* **What the exercise asks**
Set the listing down unchanged, minus every embedded image.

-- begin Data for the task --

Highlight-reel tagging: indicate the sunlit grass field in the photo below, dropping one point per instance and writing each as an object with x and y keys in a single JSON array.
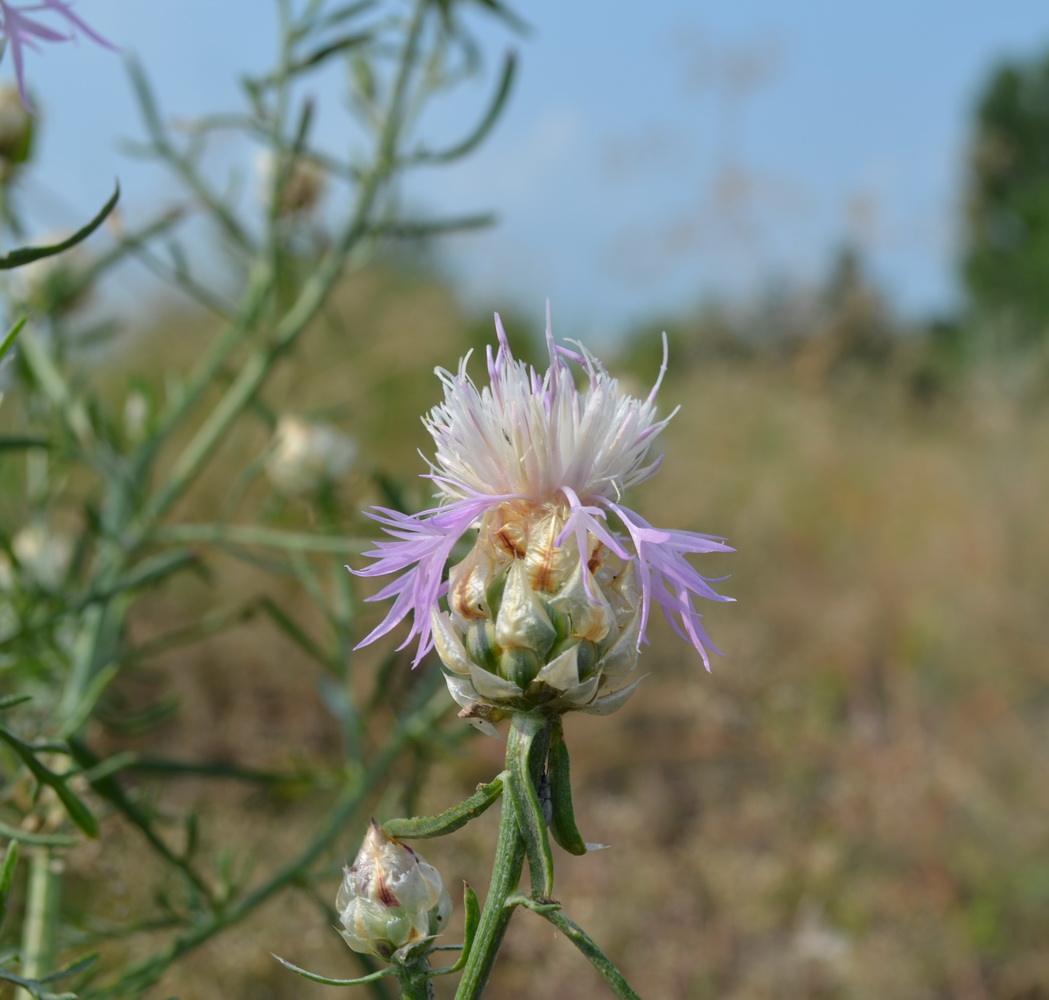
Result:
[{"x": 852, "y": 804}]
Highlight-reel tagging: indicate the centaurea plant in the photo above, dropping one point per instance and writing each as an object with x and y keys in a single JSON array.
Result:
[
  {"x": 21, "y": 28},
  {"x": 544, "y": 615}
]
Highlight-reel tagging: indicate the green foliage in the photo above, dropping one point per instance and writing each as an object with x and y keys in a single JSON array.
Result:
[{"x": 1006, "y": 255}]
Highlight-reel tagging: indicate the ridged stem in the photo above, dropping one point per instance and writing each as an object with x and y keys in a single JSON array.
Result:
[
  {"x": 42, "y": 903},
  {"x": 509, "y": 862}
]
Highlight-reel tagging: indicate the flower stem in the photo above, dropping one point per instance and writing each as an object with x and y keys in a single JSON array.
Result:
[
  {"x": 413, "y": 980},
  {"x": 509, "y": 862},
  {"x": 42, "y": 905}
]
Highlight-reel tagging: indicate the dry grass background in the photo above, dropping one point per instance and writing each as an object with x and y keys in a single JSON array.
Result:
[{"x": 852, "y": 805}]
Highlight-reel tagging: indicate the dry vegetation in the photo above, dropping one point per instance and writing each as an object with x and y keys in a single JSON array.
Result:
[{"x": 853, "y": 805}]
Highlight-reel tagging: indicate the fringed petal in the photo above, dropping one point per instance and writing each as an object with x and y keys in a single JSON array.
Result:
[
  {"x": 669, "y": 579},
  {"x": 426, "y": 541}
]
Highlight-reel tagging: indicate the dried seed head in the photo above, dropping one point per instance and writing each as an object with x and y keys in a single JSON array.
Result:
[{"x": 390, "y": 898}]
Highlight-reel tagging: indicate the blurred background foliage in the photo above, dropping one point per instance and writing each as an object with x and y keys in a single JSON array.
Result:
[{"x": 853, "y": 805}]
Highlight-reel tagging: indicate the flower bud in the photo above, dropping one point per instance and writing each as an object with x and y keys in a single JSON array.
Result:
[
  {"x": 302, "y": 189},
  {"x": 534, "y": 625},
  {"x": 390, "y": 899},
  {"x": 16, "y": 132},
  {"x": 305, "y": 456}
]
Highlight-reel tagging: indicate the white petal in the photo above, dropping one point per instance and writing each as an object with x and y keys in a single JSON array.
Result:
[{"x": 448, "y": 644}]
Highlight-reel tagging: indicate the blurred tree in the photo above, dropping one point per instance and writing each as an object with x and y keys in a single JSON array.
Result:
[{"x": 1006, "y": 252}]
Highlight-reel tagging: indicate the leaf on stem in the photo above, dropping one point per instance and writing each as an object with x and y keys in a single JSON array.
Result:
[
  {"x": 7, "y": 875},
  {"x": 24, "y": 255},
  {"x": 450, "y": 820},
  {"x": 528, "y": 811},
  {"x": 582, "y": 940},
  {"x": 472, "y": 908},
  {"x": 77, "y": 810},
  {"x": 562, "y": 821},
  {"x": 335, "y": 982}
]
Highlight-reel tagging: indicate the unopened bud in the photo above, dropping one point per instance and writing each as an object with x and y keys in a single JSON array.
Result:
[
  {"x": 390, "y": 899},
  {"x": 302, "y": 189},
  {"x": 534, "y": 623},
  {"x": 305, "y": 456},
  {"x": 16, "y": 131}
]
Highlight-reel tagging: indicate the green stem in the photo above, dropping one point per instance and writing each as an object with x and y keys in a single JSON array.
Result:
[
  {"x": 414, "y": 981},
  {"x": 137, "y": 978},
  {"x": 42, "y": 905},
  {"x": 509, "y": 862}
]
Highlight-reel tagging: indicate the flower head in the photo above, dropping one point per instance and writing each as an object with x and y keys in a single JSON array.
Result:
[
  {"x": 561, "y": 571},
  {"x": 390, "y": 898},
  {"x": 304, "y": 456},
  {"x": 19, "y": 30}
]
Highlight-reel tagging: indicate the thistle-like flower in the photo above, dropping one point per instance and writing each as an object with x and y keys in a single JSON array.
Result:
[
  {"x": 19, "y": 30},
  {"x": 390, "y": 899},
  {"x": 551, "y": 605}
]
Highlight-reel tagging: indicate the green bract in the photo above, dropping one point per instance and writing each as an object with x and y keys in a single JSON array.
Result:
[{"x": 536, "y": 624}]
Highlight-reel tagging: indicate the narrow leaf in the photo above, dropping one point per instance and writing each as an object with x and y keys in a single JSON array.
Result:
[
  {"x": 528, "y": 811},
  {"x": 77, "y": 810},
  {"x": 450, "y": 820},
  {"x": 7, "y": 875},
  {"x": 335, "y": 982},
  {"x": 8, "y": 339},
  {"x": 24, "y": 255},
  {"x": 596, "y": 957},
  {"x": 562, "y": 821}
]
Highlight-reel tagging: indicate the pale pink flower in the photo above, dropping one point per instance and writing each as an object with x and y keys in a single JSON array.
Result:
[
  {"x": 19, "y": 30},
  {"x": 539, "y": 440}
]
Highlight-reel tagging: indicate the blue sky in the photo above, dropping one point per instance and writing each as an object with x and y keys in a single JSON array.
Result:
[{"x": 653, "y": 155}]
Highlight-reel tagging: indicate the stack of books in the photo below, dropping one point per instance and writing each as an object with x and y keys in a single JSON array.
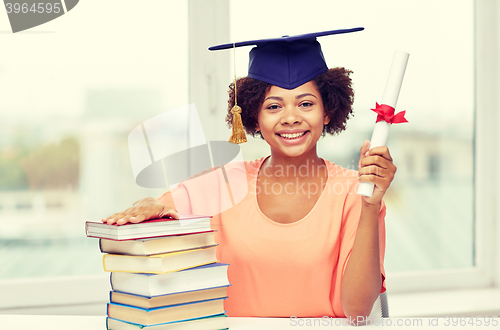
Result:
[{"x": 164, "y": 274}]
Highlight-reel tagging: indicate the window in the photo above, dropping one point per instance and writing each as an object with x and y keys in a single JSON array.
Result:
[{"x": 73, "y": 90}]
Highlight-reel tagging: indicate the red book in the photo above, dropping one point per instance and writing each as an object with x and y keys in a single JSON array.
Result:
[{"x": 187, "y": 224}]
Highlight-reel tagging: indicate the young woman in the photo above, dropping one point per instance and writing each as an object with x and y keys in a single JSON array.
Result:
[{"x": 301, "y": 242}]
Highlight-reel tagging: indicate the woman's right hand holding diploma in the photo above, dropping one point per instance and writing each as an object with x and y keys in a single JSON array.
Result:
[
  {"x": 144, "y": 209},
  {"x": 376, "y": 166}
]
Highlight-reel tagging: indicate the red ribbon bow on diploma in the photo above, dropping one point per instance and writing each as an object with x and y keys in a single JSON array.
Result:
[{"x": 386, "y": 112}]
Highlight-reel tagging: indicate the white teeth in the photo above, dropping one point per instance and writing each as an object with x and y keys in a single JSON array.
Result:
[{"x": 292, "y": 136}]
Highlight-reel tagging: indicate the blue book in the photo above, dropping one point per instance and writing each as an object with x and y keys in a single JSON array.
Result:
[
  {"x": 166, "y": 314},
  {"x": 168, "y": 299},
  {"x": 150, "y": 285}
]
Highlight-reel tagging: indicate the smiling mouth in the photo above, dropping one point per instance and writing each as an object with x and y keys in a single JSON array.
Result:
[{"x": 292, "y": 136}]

-- end Data for the task --

* **Solution to the problem**
Highlight-reel tagging: indicate the sunlit grass field in the photo below, dropping one point per instance and writing each as an object with x and y keys in a single JSON array.
Result:
[{"x": 852, "y": 804}]
Highlight-reel tagging: indicate the centaurea plant in the photo above, dropping one point per instance and writing each as an object with x and y keys in a single JSON array.
Result:
[
  {"x": 21, "y": 28},
  {"x": 544, "y": 615}
]
Highlight-reel tagging: indicate the green foliage in the photo above, dropping one point per instance and writing each as an object with x and y keys in a single JSON array.
Result:
[{"x": 1006, "y": 255}]
Highlight-reel tagging: indicate the ridged stem in the photo above, dropping one point per instance and writing each as an object with x and y keys in a single JSON array.
Result:
[
  {"x": 42, "y": 903},
  {"x": 509, "y": 862}
]
Highlight-reel tagging: indicate the flower stem in the photo above, dropping one point per instance and writing each as an object with x and y keys in a single JSON array.
Result:
[
  {"x": 413, "y": 980},
  {"x": 509, "y": 862},
  {"x": 42, "y": 905}
]
Highlight-reel tagging: indicate the dry grass background in the photo above, dropping one point per instance and writing each as an object with x and y keys in a single JSON array.
Result:
[{"x": 852, "y": 805}]
Highlight-reel tagging: indicate the dry vegetation in the photo above, dropping one point per instance and writing each as an object with x and y keys in a single JSON array.
Result:
[{"x": 853, "y": 805}]
Highlight-reel tagging: indicate the fringed petal in the photo above, dropping one point per instance and writing each as an object with x and y keys in a single JSON array.
Result:
[
  {"x": 669, "y": 579},
  {"x": 426, "y": 541}
]
Highlight-reel tagging: indicate the dried seed head in the photo above, dropping one point per instance and writing each as an object with x and y keys in a single JSON array.
Result:
[{"x": 390, "y": 898}]
Highlight-reel tagging: indicate the blurred background foliage in the photo above, dropping one point per instance and writing each as an object with x and y keys in a single JSON array.
Result:
[{"x": 853, "y": 805}]
Highlight-reel tagging: indicate the flower bud in the photo above, dropping one point per instance and writing each as an object with x and y keys in a single JSON array.
Result:
[
  {"x": 302, "y": 189},
  {"x": 534, "y": 625},
  {"x": 390, "y": 899},
  {"x": 16, "y": 132},
  {"x": 305, "y": 456}
]
Highlight-reel tagging: indicate the white petal in the photo above, dropping one point per instance and writing each as an object with x and y keys in a single JSON array.
Result:
[{"x": 448, "y": 644}]
Highlight-reel tagging: indicate the blurred tree in the photo above, dropping one point per instance and writing each as an object with x and y keys in a single JSON array.
Result:
[{"x": 1006, "y": 252}]
Highlight-reel tagging: indicate the leaf on stem in the photo above, dropping one point per instance and writing each as an object with x and y keys in a single JSON array.
Result:
[
  {"x": 7, "y": 875},
  {"x": 24, "y": 255},
  {"x": 450, "y": 820},
  {"x": 528, "y": 811},
  {"x": 582, "y": 940},
  {"x": 472, "y": 908},
  {"x": 77, "y": 810},
  {"x": 562, "y": 821},
  {"x": 335, "y": 982}
]
Highlight-reel tagging: indicate the unopened bud in the photo above, dropping one point per instance and writing each as an object with x and y keys in a single JSON array.
Result:
[
  {"x": 390, "y": 899},
  {"x": 302, "y": 189},
  {"x": 534, "y": 623},
  {"x": 305, "y": 456},
  {"x": 16, "y": 131}
]
Highlight-reel tagging: indicate the green stem in the photo above, dropping one point per instance and writing each as an object with x and y keys in a single JSON array.
Result:
[
  {"x": 414, "y": 981},
  {"x": 137, "y": 978},
  {"x": 42, "y": 905},
  {"x": 509, "y": 862}
]
Highlight-reel tagging: indicate the flower head in the photo above, dropping one point per instance and writing each as an object with x and y keys in a single JSON array.
Result:
[
  {"x": 561, "y": 571},
  {"x": 390, "y": 898},
  {"x": 304, "y": 456},
  {"x": 19, "y": 30}
]
Highlight-reel tagging: indicate the thistle-like flower in the photo above, dropping one point per instance and writing each as an object with x and y keys in a single JSON array.
Result:
[
  {"x": 19, "y": 30},
  {"x": 390, "y": 899},
  {"x": 551, "y": 605}
]
Highlight-reel tagging: indicate the green bract in the photo above, dropping one point per instance and writing each as an object with x and y keys in a single JSON array.
Result:
[{"x": 536, "y": 624}]
Highlight-reel tagging: indicate the narrow leaf in the photo above, dropping one point per instance and writing each as an object with x and y keys in a single JSON array.
Result:
[
  {"x": 528, "y": 811},
  {"x": 77, "y": 810},
  {"x": 450, "y": 820},
  {"x": 7, "y": 875},
  {"x": 335, "y": 982},
  {"x": 8, "y": 339},
  {"x": 24, "y": 255},
  {"x": 596, "y": 957},
  {"x": 562, "y": 821}
]
Highlight-reel tagging: indicate the pale pink flower in the photo above, dropping one point per instance and writing each as an object with x and y keys in a single JSON array.
Result:
[
  {"x": 19, "y": 30},
  {"x": 539, "y": 440}
]
Highlight-reel tagging: indicate the blue sky in the photo above, dropping one point per instance and writing each as an object with x and y keys in a single JSON array.
Result:
[{"x": 653, "y": 155}]
Highlight-reel tagging: indicate the stack of books in the photo below, dropping one point per instance and writing each as an object with x and y keys in a single JSON array.
Result:
[{"x": 164, "y": 274}]
Highlight-reel tagging: indicate the window in the photo above, dropping one point per instance and writing each as an object with x and y keys in a single JSON array.
Result:
[{"x": 73, "y": 90}]
Highlight-reel tagging: indicate the red book in the photo above, dropping one point per instance and writing each as an object with x and y keys in a single JSON array.
Result:
[{"x": 187, "y": 224}]
Highlight-reel tagging: indicate the young woman in the photo above, dropping one point per instance and writing each as an object with x and y keys in a single JSON array.
Result:
[{"x": 301, "y": 242}]
Highlight-reel tagging: indicate the woman's right hand holding diploma in the photo above, dropping one point per instance and writing each as an object with x and y keys in a single JSON array.
Result:
[
  {"x": 144, "y": 209},
  {"x": 376, "y": 166}
]
Highlight-reel tagging: indicate the red ribbon bow on diploma in the photo above, dropping one point per instance and writing each as an object with x and y keys in a single JSON array.
Result:
[{"x": 386, "y": 112}]
Highlight-reel tagging: indicate the white teeth in the photo above, dropping one point per instance and writing each as an object with x and y keys in a single JSON array.
Result:
[{"x": 292, "y": 136}]
Highlight-reel tagging: indicate the blue book in the photo above, dropping one point per instance and writing each as an object with x and y keys in a single JSON array.
Result:
[
  {"x": 166, "y": 314},
  {"x": 168, "y": 299},
  {"x": 150, "y": 285}
]
Highlight-reel tagging: indicate the smiling mouth in the photo above, dropping one point per instance and writing each as an object with x and y keys in a single JSON array.
Result:
[{"x": 292, "y": 136}]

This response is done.